▸ SOURCE
%%

Wk2 L1 Introduction to statistical variables Flashcards
Define Random?
Random is something where the outcome is uncertain
Define what a variable is?
a Variable is a thing that can take many different values
Define what a random variable is?
a Random variable is a thing that can take many values, and you can’t predict the outcome in advance
Define what a domain is?
A Domain is the set of all possible values (outcomes) of a random variable
Define what an event is?
Event: observing one of these possible outcomes in the domain
Define what frequency is?
Frequency is the number of times a particular outcome is observed
What are the 2 types of Statistical Variable?
The 2 types of Statistical Variable are:
1) Categorical (Qualitative)
2) Numerical (Quantitative)
What are the 2 types of Categorical (Qualitative) Variable?
The 2 types of Categorical (Qualitative) Variable are:
1) Nominal (or binary)
2) Ordinal
What are the 2 types of Numerical
(Quantitative) Variable?
the 2 types of Numerical
(Quantitative) Variable:
1) Ratio scale
2) Interval scale
What is a nominal variable?
A nominal variable is just a name used to represent a category, class or group
{Spain, France, Italy, Germany,…}
{Red, Yellow, Green, Blue, …}
{Jo, Alex, Sara, Dan, …}
It does not indicate size or level
It makes no sense to do numerical calculations with nominal variables (e.g. Spain - France =??)
What are binary nominal variables?
binary variables are a class of 2
{True, False}; {Alive, Dead};
What are Ordinal categorical variables?
Ordinal categorical variables:
Now there is a logical order to the categories
{Gold, Silver, Bronze}
We still can’t do numerical calculations
Most numerical calculations directly using ordinal data are meaningless
What are cardinal variables?
Quantitative Cardinal variables are:
Each level denotes an actual number and there are equal intervals between consecutive levels
What are interval variables?
Interval scale variables have no “natural” or true zero: the zero is chosen arbitrarily
E.g. the interval between 12⁰C and 13⁰C is the same as the interval between 55.1⁰C and 56.1⁰C
We can’t use ratios for interval variables: it doesn’t make sense to say 32⁰C is twice as hot as 16⁰C
What are ratio variables?
This is the same as an interval variable, except now there is a true, universal zero
What is discrete data?
Discrete data is where each data point is distinct and separate, and there are gaps between the points. e.g small medium or large in tshirts
Discrete variables are made up of naturally distinct events: count data which can only take certain values, with gaps between them
Number of goals scored in a football match; number of songs in a playlist; shoe sizes
Not always just whole numbers, but usually
What is continuous data?

%%

▸ TASKS
a. Please quote the statistics flashcards word for word, starting at the words "What are the 2 types of Categorical" and ending after "a nominal variable?".
b. What do interval scale variables lack, according to the statistics flashcards?

▸ GIVEN RECORDS
%%

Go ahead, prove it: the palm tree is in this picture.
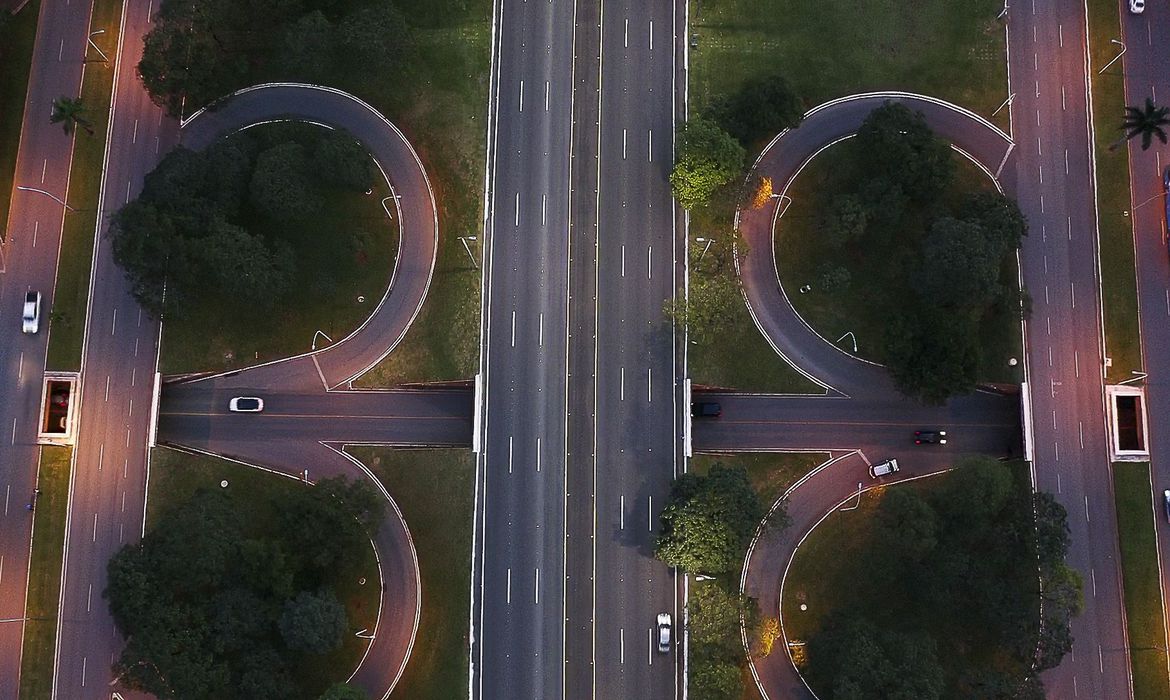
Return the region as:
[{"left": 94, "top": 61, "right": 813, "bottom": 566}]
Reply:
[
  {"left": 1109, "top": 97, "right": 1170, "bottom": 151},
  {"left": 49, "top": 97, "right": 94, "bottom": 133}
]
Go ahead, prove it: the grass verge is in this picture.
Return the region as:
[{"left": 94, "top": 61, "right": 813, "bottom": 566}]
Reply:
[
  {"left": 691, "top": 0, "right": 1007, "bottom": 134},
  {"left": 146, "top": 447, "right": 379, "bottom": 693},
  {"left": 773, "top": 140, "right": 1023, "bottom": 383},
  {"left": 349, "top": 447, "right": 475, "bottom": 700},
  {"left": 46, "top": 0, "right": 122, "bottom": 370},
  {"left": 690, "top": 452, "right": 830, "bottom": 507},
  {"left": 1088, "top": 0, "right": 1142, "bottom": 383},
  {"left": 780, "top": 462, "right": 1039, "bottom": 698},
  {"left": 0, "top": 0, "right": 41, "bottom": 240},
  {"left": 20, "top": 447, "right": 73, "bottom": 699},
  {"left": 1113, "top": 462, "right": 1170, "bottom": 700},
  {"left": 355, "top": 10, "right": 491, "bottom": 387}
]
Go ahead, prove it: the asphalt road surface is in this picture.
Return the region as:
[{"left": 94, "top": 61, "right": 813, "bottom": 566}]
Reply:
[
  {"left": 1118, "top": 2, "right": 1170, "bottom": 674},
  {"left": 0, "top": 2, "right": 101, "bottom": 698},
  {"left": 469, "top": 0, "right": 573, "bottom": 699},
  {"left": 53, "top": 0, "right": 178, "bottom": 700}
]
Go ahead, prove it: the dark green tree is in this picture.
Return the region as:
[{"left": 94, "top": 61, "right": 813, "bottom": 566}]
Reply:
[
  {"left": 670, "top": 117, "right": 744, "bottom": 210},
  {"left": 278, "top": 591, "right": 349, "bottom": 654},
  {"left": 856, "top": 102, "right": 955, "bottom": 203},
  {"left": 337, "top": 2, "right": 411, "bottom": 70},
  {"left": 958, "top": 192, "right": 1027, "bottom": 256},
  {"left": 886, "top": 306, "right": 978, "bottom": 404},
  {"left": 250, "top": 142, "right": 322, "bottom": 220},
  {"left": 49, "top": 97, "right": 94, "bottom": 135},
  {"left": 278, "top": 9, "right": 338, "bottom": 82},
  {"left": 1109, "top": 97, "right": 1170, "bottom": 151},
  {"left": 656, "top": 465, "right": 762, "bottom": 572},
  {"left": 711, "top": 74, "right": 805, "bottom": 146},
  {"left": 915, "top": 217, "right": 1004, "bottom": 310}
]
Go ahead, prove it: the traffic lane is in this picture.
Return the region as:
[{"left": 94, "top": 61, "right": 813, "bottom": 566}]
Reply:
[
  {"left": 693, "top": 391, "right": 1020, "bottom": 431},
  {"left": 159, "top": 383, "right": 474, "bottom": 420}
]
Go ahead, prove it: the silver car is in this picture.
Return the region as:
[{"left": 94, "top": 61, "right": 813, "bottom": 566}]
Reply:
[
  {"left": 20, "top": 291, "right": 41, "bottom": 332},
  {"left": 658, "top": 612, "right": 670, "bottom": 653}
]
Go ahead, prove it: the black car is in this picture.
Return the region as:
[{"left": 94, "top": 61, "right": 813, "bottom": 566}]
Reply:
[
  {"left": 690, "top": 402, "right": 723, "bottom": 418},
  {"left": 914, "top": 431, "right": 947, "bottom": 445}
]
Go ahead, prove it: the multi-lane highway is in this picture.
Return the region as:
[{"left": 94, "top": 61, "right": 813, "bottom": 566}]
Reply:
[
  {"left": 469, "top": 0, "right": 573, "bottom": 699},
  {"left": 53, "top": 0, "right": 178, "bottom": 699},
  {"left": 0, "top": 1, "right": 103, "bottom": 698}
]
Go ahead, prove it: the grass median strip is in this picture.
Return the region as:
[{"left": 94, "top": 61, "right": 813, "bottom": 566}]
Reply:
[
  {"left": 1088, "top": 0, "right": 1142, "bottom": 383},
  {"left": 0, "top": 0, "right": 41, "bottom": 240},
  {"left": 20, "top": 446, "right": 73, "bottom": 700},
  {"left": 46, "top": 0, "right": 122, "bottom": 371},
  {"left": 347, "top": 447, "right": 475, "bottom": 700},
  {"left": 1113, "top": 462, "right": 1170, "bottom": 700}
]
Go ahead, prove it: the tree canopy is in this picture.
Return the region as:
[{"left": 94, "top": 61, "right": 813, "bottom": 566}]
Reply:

%%

▸ ANSWERS FOR THE EXERCISE
a.
What are the 2 types of Categorical (Qualitative) Variable?
The 2 types of Categorical (Qualitative) Variable are:
1) Nominal (or binary)
2) Ordinal
What are the 2 types of Numerical
(Quantitative) Variable?
the 2 types of Numerical
(Quantitative) Variable:
1) Ratio scale
2) Interval scale
What is a nominal variable?

b. A "natural" or true zero, since their zero is chosen arbitrarily.